(Region pointing data)

....................

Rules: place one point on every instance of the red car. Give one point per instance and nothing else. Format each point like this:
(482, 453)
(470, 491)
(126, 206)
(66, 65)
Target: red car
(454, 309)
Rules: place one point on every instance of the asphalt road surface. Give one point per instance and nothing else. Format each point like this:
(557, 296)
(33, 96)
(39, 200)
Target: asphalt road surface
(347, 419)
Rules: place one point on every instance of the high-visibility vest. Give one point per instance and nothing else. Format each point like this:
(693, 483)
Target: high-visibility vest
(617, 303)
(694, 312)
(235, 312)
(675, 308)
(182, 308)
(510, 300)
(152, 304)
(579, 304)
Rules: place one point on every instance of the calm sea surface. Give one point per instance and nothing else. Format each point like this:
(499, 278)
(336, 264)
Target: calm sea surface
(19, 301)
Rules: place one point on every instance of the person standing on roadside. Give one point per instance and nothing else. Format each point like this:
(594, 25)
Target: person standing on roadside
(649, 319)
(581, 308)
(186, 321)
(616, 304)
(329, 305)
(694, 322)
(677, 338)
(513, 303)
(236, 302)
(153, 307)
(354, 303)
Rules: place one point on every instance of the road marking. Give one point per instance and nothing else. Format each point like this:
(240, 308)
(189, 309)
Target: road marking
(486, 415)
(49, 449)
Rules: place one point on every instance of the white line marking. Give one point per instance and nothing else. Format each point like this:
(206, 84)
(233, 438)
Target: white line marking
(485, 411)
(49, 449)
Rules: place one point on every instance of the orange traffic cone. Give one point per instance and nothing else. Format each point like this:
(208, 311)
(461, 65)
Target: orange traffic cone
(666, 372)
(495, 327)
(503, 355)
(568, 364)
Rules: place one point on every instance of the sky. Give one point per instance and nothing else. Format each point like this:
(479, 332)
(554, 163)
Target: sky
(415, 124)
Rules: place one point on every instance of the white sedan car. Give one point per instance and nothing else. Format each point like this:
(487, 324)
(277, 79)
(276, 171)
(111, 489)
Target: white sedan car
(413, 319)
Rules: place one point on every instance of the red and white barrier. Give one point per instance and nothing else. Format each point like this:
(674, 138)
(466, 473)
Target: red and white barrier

....................

Going line by line, copy the data above exactly.

Rules: place one point on every instance of the red car. Give one point per instance and nothing else. Format each point like this:
(482, 453)
(470, 491)
(126, 206)
(66, 65)
Target: red car
(454, 309)
Rules: place one point on every instance of the asphalt road surface. Give one point per instance and nothing else. Format each point like this:
(557, 296)
(33, 96)
(39, 200)
Target: asphalt road surface
(347, 419)
Rules: place one point on every instance of the high-visibility vest. Give one point per instance and nothing else. Format each point like this:
(693, 483)
Target: high-visibility vest
(617, 303)
(694, 312)
(235, 312)
(675, 308)
(182, 308)
(510, 300)
(152, 304)
(579, 304)
Rules: place one point on every instance of the calm sea surface. Give one point per instance and nothing else. Format each point like this:
(499, 278)
(336, 264)
Target: calm sea surface
(19, 301)
Rules: place one point on every instance of the person standing on roadside. Give one point per instance and nothing else. Format each point like this:
(594, 25)
Target: person standing on roadside
(649, 319)
(581, 308)
(186, 321)
(616, 304)
(329, 305)
(694, 322)
(677, 338)
(513, 303)
(236, 302)
(153, 307)
(354, 303)
Rules: place one point on every instance of the road marking. Give one point per instance and nothing else. Format each point like this:
(240, 308)
(189, 309)
Target: road marking
(486, 415)
(49, 449)
Rules: place one point on every instance of the white line marking. Give one point per instance and nothing else. Format each point like this:
(206, 84)
(233, 438)
Target: white line marking
(485, 411)
(49, 449)
Rules: place one point on every instance of the orange traffic cone. Give one point per instance and nothing else. Format each point like this:
(208, 311)
(461, 65)
Target: orange traffic cone
(666, 372)
(495, 327)
(503, 355)
(568, 364)
Rules: place one point on every instance of the sky. Give one point per instance and nothing else. Format each point like this:
(479, 332)
(554, 163)
Target: sky
(415, 124)
Rules: place one point on every instance of the white sedan car. Give one point per instance and nothing else. Format each point like this:
(487, 324)
(277, 79)
(276, 171)
(111, 489)
Target: white sedan car
(413, 319)
Rules: place one point on every instance of the red and white barrier. Give one point per instance and nothing else. Format each point like this:
(674, 138)
(466, 473)
Target: red and white barrier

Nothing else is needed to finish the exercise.